Please copy out each of the records below, keeping every character the same.
= = = = = = =
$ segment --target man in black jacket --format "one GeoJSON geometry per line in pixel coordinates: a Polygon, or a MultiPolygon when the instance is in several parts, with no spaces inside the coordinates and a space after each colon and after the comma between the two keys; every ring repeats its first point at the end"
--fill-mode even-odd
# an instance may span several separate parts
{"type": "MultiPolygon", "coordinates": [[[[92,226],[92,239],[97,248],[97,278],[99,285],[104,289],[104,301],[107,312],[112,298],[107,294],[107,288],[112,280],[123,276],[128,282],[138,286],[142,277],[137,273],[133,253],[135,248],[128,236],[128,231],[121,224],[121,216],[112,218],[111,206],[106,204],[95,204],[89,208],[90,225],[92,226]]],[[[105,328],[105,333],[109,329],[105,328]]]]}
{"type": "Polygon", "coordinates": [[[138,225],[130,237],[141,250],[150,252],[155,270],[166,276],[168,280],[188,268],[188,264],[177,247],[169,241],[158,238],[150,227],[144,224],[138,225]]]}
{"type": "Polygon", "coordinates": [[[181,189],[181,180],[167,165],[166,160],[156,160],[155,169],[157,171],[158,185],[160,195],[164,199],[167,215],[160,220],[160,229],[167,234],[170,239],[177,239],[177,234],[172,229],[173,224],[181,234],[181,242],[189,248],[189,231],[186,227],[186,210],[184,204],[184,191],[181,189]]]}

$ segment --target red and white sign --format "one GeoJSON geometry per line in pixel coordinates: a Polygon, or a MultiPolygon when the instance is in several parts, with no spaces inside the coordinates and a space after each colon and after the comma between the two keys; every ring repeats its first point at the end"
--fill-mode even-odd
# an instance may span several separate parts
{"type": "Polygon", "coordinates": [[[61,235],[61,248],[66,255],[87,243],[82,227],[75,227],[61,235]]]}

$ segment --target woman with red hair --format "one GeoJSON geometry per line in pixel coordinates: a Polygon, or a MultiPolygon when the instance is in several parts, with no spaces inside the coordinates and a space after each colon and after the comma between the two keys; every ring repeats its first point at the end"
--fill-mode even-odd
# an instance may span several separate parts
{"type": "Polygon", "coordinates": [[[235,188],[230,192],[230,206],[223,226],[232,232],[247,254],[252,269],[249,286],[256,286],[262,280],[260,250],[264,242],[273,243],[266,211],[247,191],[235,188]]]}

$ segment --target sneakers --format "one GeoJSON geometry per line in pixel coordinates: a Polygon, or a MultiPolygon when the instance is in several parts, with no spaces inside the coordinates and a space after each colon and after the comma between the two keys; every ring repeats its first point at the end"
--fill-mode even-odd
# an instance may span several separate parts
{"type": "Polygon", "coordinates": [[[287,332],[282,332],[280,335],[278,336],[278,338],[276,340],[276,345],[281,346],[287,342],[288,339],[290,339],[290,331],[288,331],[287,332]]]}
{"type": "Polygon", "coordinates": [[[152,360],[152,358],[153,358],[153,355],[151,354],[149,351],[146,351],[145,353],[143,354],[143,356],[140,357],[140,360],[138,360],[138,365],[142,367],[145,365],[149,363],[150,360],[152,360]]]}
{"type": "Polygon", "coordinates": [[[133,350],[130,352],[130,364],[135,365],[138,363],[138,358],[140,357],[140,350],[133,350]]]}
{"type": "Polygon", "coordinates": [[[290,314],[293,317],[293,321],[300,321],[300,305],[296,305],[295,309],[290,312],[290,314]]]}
= = = = = = =
Exercise response
$ segment --target man in black jacket --format "one GeoJSON geometry per line in pixel coordinates: a Polygon, or a MultiPolygon when the instance is in several parts, with no spaces inside the coordinates and a space after each colon and after the comma between the two keys; every ring repeats its first point at the end"
--fill-mode even-odd
# an instance may span several separate parts
{"type": "MultiPolygon", "coordinates": [[[[92,226],[92,239],[97,248],[97,278],[99,285],[104,289],[104,301],[107,312],[112,298],[107,294],[107,288],[112,280],[123,276],[128,282],[138,286],[142,277],[137,273],[133,253],[135,248],[128,236],[128,231],[121,224],[121,216],[112,218],[111,206],[106,204],[95,204],[89,208],[90,225],[92,226]]],[[[105,328],[105,333],[109,329],[105,328]]]]}
{"type": "Polygon", "coordinates": [[[138,225],[130,237],[141,250],[150,252],[155,270],[166,276],[168,280],[188,268],[188,264],[177,247],[169,241],[158,238],[150,227],[144,224],[138,225]]]}
{"type": "Polygon", "coordinates": [[[181,189],[181,180],[167,165],[166,160],[156,160],[155,169],[157,171],[158,185],[160,195],[164,199],[167,215],[160,220],[160,229],[167,234],[170,239],[177,239],[177,234],[172,229],[173,224],[181,234],[181,242],[189,248],[189,231],[186,227],[186,210],[184,204],[184,191],[181,189]]]}

$ segment --target red and white sign --format "one GeoJSON geometry per line in pixel coordinates: a Polygon, or a MultiPolygon when the instance is in several parts, with no spaces inside the coordinates and a space after each colon and after the comma between the two keys; every ring repeats its first point at the end"
--fill-mode even-odd
# an instance may span several separate parts
{"type": "Polygon", "coordinates": [[[61,235],[61,248],[66,255],[87,243],[82,227],[75,227],[61,235]]]}

$ segment --target woman with red hair --format "one GeoJSON geometry per line in pixel coordinates: a Polygon, or a MultiPolygon when the instance is in several parts, with no spaces inside the coordinates and a space after each colon and after the comma between the two keys; every ring repeats its first point at the end"
--fill-mode even-odd
# an instance may span several separate parts
{"type": "Polygon", "coordinates": [[[235,188],[230,192],[230,206],[223,226],[232,232],[247,254],[252,269],[249,286],[256,286],[262,280],[260,250],[264,242],[273,243],[266,211],[247,191],[235,188]]]}

$ segment --target sneakers --format "one GeoJSON geometry per line in pixel coordinates: a Polygon, or a MultiPolygon when the instance is in several parts, with no spaces inside the coordinates and a space after each colon and after the comma between the two keys; every ring repeats its first point at the end"
--fill-mode even-odd
# an instance may span several separate parts
{"type": "Polygon", "coordinates": [[[287,332],[282,332],[280,335],[278,336],[278,338],[276,340],[276,345],[281,346],[287,342],[288,339],[290,339],[290,331],[288,331],[287,332]]]}
{"type": "Polygon", "coordinates": [[[152,360],[152,358],[153,358],[153,355],[151,354],[149,351],[146,351],[145,353],[143,354],[143,356],[140,357],[140,360],[138,360],[138,365],[142,367],[145,365],[149,363],[150,360],[152,360]]]}
{"type": "Polygon", "coordinates": [[[133,350],[130,352],[130,364],[135,365],[138,363],[138,358],[140,357],[140,350],[133,350]]]}
{"type": "Polygon", "coordinates": [[[290,314],[293,317],[293,321],[300,321],[300,305],[296,305],[295,309],[290,312],[290,314]]]}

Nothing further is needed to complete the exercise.